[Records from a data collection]

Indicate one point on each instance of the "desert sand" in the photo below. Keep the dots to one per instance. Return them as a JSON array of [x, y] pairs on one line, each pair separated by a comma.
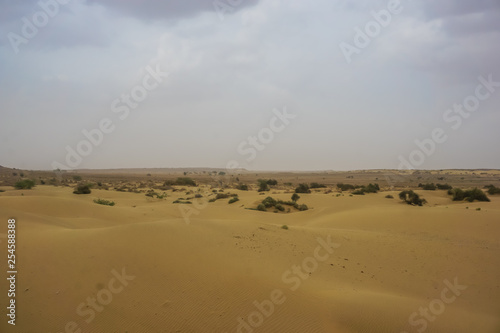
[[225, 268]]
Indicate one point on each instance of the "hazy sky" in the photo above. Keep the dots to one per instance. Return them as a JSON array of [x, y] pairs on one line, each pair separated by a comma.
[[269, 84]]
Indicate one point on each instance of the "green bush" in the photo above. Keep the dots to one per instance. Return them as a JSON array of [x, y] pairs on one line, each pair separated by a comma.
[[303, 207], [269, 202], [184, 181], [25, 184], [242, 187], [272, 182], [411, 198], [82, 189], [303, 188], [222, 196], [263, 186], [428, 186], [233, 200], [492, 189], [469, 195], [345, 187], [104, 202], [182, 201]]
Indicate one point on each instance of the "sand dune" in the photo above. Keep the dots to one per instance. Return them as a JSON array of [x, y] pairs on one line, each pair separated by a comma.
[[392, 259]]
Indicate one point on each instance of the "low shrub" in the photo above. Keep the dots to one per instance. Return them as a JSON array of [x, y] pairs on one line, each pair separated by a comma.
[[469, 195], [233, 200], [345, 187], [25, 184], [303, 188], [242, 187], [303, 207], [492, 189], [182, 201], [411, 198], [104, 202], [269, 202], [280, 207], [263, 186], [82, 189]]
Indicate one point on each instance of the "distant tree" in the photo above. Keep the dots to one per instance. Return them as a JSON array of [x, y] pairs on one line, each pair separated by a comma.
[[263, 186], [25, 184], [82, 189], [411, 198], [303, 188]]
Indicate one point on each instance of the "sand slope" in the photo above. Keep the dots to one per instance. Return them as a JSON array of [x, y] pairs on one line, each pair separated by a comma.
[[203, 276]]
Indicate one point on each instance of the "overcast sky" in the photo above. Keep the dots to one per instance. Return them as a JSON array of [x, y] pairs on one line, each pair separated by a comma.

→ **Work to do**
Rewrite the records from the start through the line containing "186], [82, 189]]", keeping every line's wording and multiplying each x and y coordinate in the answers by 1.85, rounded to whole numbers with halves rounded up. Leave the pictures out.

→ **Expected answer**
Indicate one point on each instance of the "desert sand" in the photo below. Keep the dots to one per instance. Return them as a JSON array of [x, y] pairs on one line, each pair separated by a comma.
[[416, 496]]
Indicate one point on each instance of the "hazy sky" in the photo above. Keep the dots to one per instance. Return them as a JSON array of [x, y] pairs on one line, each pair separated by a comma.
[[498, 155]]
Indicate one point on each instance of the "green bush" in the photo above. Keep the dots to one per instance. Return them as a JSON array of [x, y] pairs on one line, each pair separated by a comma.
[[561, 383], [498, 374], [340, 335], [46, 340], [448, 346], [503, 337], [760, 366], [152, 350], [561, 348], [411, 363], [487, 344], [792, 344], [431, 370], [910, 350], [868, 361], [638, 346], [192, 374], [337, 372]]
Indicate one point on each instance of the "sand dune" in the photo above. Keep the dots to one per instance. Return them as a JSON array of [x, y] pairs on one line, each pair separated by a comma.
[[725, 479]]
Indicate one point on each instance of the "low shrub" in the photo above. Keep the dots to one per instance. Return them as a JSON array of [x, y] pairs on one line, each pair separated by a comma.
[[868, 361], [431, 370], [638, 346], [46, 340], [561, 348], [448, 346], [561, 383], [910, 350], [337, 372], [760, 366], [192, 374], [498, 374], [518, 383], [487, 344], [152, 350]]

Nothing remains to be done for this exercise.